- [DATA ENTRIES]:
_ _ _ _ _ _ _

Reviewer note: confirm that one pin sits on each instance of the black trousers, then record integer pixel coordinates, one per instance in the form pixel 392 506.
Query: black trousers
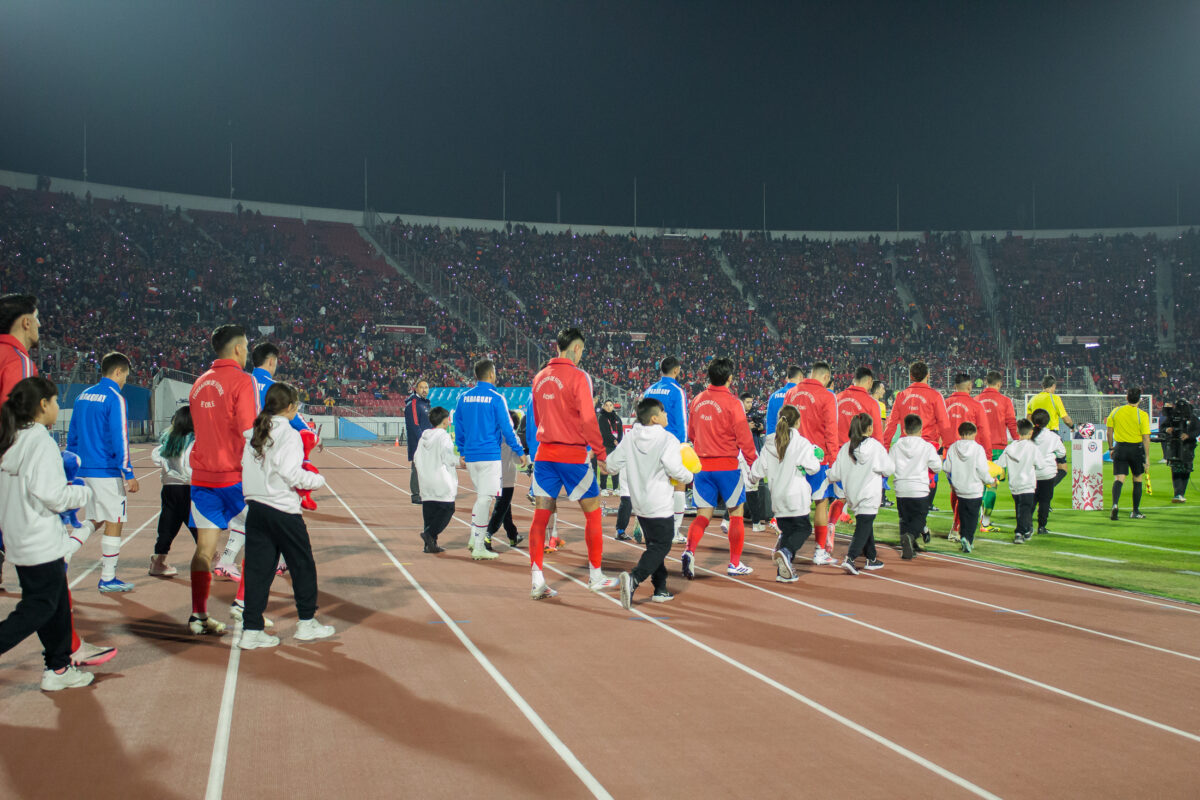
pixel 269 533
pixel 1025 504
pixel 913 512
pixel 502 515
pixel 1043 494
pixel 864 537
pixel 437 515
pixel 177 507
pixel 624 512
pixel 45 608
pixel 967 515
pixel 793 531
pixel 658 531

_ _ _ _ _ _ _

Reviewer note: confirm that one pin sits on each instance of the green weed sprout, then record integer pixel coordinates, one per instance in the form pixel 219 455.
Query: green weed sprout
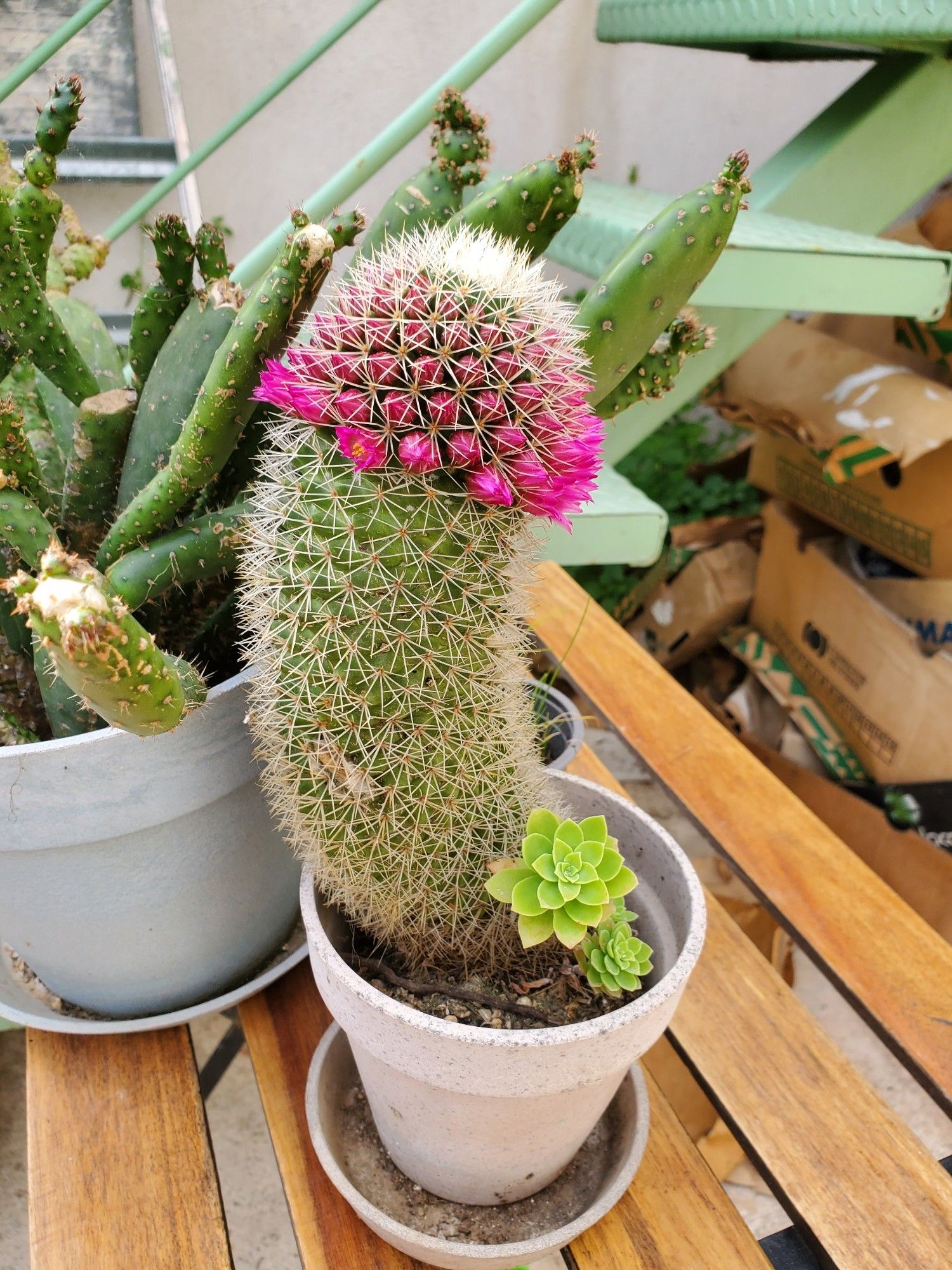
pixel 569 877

_ _ _ _ _ _ _

- [WHAT IS BEING ASKED]: Could you copy the items above word for word, beginning at the line that contains "pixel 392 506." and stopping after the line that contains "pixel 502 515", with the pictures left out?

- [CORRECT ANSWER]:
Reviewer note: confirm that one pin sits on each instance of the black trousers, then record integer pixel coordinates, one per instance in the form pixel 392 506.
Query: black trousers
pixel 269 533
pixel 1025 504
pixel 913 512
pixel 502 515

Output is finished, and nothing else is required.